## DO THIS
Count the lines in the records below that contain the word "lake", and reply with the number only.

==== GIVEN RECORDS

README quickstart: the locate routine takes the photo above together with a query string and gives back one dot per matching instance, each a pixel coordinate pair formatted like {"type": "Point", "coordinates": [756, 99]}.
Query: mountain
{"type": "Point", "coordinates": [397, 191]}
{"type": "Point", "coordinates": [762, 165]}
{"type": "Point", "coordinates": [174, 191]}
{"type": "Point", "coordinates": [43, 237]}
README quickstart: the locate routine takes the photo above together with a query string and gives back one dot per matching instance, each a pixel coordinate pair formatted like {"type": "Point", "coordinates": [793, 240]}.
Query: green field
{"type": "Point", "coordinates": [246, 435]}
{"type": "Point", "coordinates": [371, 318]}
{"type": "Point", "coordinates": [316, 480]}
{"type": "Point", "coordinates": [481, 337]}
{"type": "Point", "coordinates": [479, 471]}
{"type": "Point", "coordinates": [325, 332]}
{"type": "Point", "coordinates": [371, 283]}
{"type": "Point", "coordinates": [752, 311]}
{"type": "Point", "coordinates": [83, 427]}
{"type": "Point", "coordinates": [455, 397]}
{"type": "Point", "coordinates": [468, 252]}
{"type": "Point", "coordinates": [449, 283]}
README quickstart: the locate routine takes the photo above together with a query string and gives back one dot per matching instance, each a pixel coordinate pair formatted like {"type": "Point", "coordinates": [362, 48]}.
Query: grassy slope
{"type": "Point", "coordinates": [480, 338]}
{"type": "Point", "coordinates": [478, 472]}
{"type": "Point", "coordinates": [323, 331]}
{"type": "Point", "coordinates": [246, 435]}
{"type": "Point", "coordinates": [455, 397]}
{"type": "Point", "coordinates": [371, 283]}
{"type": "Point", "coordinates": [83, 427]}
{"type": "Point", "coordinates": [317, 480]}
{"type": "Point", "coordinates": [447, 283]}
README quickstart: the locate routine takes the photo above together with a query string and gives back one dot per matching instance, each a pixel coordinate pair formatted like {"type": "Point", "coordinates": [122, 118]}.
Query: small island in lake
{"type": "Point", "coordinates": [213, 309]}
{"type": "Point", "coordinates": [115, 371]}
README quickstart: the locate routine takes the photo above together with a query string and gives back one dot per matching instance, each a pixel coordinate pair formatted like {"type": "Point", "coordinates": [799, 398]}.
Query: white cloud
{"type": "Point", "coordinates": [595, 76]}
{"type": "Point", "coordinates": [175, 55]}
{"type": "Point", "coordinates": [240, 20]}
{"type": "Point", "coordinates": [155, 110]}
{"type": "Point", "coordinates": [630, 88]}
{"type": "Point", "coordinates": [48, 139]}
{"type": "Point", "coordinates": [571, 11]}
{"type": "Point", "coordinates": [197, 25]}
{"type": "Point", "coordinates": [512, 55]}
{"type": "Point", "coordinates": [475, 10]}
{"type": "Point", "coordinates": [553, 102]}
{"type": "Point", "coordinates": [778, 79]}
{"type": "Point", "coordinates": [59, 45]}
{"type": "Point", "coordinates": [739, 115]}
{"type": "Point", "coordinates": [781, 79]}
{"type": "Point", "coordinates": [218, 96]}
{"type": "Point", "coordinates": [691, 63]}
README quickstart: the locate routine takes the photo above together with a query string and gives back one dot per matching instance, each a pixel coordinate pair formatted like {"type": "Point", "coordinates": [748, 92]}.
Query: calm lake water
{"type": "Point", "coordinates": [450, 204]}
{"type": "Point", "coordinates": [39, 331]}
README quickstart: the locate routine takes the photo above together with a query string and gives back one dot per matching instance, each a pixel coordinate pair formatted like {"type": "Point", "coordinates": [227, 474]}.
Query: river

========

## SOLUTION FOR THIS TASK
2